[EXTRACT]:

_ _ _ _ _ _ _

Author: MMM Team
07 Oct 2021
You have no doubt seen brands advertising themselves as “clean” but what does it mean? Is it just a marketing buzzword? What products can be considered clean? Unfortunately, there is no regulated definition of “clean beauty” but that doesn’t mean we shouldn’t be informed about how brands can manipulate certain terms and how regulations work to keep them in check. We will be exploring some of the common clean beauty associated buzzwords, what they mean and what to be aware of so you can match your foundation to your ethics and health concerns.
According to the Federal Trade Commission (FTC) who developed the Guides for Use of Environmental Marketing Campaigns, if a brand claims the item is “free-of” ingredients, then it can not in its place have an ingredient with similar impacts to the environment. This prevents dodgy brands from replacing a famously dangerous ingredient with a similar, but lesser known, harmful ingredient.
The FTC notes that some companies can claim to be “free-of” certain ingredients even if there are “trace amounts” of the ingredient found. While the definition of “trace amounts” can be vague, consumers can reasonably assume that it would not be enough to provide negative health or environmental impacts.
According to the FTC, anything claiming to be non-toxic must be non-toxic to both humans and the environment. If the product is simply non-toxic to humans, then it should not advertise itself as non-toxic. Due to the ramifications of toxic ingredients, it does seem (pardon the pun) natural that this is one of the most strictly regulated buzzwords associated with clean beauty.
While non-toxic is used as a popular clean beauty buzzword, most reputable and well known brands will have ingredients that are non-toxic for humans at the very least. Illegal dupes and copies found on cheap websites will likely NOT have the same composition as the brands they are copying, and are often found to have toxic ingredients so we do NOT recommend buying cheap imitations.
The ‘All Natural’:
Traditionally, there has been no regulation determining the use of the word ‘natural’ in advertising cosmetic products, though attempts are being made to change this. A 2019 bill introduced in the US congress aims to mark a clear difference between the terms ‘natural’ and ‘naturally-derived,’ and requiring the term ‘natural’ only be used when the composition is at least 70% natural substances (not including water or salt). The fact that they request water not to be included is very important – water makes up a huge amount of most foundations so by excluding it from the required 70%, the manufacturers must ensure that most of their other ingredients are also natural. This bill will require mandatory testing by suppliers, with the results being provided to manufacturers.
For now, ‘natural’ can mean almost anything (after all, most chemicals found on the periodic table are found in nature – a loophole that can be exploited). However reputable brands, like our friends Omiana, explain clearly how they define ‘natural.’
At its most simple, organic is defined as ‘coming from living plants and animals’ and/or ‘not using artificial chemicals in the growing of plants or animals.’ So what does that mean for beauty? Much like ‘natural’ it legally means nothing.

_ _ _ _ _ _ _

[DATASET EXCERPTS]:

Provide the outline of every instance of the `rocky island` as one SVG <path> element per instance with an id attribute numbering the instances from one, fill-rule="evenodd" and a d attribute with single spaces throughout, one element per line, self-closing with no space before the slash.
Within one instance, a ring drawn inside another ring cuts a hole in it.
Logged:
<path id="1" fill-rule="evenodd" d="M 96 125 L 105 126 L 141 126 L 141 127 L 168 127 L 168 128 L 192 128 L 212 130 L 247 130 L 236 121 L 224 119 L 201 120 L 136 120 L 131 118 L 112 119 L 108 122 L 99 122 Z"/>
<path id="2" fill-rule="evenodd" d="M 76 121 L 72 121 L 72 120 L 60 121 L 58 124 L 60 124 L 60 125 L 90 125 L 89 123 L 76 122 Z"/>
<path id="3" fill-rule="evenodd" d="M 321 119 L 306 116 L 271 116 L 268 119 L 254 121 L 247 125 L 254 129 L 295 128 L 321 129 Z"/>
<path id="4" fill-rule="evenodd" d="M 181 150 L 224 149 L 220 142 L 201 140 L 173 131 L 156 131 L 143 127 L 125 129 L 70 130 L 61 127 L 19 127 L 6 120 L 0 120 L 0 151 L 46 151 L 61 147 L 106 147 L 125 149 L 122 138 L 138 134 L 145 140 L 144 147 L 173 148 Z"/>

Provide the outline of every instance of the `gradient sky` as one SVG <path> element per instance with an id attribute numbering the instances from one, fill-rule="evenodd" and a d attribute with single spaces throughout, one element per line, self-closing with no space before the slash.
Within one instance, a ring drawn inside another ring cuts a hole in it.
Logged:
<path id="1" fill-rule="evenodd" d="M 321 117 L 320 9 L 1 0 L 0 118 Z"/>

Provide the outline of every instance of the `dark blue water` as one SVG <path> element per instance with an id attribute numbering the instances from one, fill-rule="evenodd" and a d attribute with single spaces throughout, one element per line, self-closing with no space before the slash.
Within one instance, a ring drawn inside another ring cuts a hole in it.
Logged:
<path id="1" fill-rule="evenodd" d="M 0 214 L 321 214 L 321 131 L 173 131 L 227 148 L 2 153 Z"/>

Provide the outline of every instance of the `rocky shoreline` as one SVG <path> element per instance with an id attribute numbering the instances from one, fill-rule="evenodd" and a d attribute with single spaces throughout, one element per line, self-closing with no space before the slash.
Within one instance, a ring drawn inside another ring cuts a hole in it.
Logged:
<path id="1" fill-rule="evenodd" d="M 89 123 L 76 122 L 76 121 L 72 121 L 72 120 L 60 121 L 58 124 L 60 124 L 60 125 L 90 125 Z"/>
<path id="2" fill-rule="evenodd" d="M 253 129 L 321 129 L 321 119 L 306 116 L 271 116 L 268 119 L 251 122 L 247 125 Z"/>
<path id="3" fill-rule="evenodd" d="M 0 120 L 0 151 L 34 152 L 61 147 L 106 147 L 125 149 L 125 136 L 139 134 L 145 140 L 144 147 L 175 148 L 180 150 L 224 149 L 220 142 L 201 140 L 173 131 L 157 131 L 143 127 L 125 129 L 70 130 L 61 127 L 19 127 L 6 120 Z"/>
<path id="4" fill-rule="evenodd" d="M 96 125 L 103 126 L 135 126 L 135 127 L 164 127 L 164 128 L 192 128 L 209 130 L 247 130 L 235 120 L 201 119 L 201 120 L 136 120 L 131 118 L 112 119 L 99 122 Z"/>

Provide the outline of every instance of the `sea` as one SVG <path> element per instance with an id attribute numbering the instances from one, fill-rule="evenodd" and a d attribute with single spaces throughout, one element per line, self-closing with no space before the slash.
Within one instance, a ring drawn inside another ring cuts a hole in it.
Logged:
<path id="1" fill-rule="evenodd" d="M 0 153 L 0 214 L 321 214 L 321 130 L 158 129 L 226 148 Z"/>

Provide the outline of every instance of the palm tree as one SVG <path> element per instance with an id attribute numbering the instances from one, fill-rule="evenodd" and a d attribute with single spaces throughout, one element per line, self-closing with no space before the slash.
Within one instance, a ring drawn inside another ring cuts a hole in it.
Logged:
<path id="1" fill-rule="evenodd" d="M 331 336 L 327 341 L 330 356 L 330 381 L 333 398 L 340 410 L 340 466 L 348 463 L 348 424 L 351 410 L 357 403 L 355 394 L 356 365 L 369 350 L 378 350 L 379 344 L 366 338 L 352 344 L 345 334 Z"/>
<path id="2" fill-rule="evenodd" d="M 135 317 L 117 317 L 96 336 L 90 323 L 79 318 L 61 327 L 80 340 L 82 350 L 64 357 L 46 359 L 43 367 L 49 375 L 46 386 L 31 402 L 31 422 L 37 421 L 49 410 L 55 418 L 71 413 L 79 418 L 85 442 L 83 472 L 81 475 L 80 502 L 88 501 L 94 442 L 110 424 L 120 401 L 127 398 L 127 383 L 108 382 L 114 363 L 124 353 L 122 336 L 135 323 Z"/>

_ _ _ _ _ _ _

Rewrite the part of the clean beauty article starting at "According to the Federal" and ending at "known, harmful ingredient.", swapping "dodgy" for "unscrupulous".

[TASK SOLUTION]:
According to the Federal Trade Commission (FTC) who developed the Guides for Use of Environmental Marketing Campaigns, if a brand claims the item is “free-of” ingredients, then it can not in its place have an ingredient with similar impacts to the environment. This prevents unscrupulous brands from replacing a famously dangerous ingredient with a similar, but lesser known, harmful ingredient.